- _Consegna_: Riporta senza alcuna modifica, dal testo sull'infortunio sul lavoro, il tratto che va da "A.L. , quale" fino a "aveva determinato l'evento.".

- _Testo dato_:

________________________

3. La Corte di appello ha confermato l'impostazione del primo giudice, ritenendo la responsabilità dei suddetti imputati, secondo le considerazioni di seguito sinteticamente riportate.

A.L. , quale titolare della ditta appaltante A.L. Costruzioni S.r.l., non aveva valutato in quali condizioni di sicurezza lavorassero i lavoratori del subappalto e non aveva considerato che la Edilgroup, nel suo POS, aveva omesso di considerare il rischio derivante da possibili contatti elettrici; spettava a lui valutare le condizioni di sicurezza in cui i lavori affidati venivano eseguiti e verificare se fossero applicate le previsioni e le disposizioni del PSC: non avendolo fatto, la sua omissione era all'origine della catena causale che aveva determinato l'evento.
F.C. , quale datrice di lavoro dell'infortunato, non aveva provveduto affinché i suoi dipendenti fossero salvaguardati dai rischi di natura elettrica, ad esempio proteggendo i cavi con tubi "corrugati", già usati in precedenza, o prescrivendo di lavorare mantenendo una distanza di sicurezza dai cavi; la predetta avrebbe potuto e dovuto sospendere i lavori in presenza di quella linea elettrica in pessime condizioni.

________________________

- _Materiale fornito_:
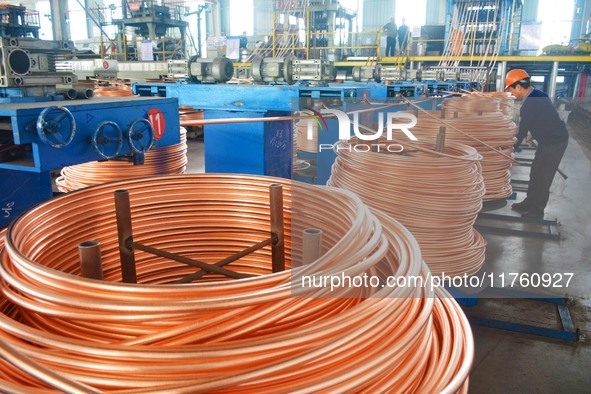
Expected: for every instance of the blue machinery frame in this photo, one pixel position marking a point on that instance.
(266, 148)
(568, 332)
(25, 167)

________________________

- _Soluzione_:
A.L. , quale titolare della ditta appaltante A.L. Costruzioni S.r.l., non aveva valutato in quali condizioni di sicurezza lavorassero i lavoratori del subappalto e non aveva considerato che la Edilgroup, nel suo POS, aveva omesso di considerare il rischio derivante da possibili contatti elettrici; spettava a lui valutare le condizioni di sicurezza in cui i lavori affidati venivano eseguiti e verificare se fossero applicate le previsioni e le disposizioni del PSC: non avendolo fatto, la sua omissione era all'origine della catena causale che aveva determinato l'evento.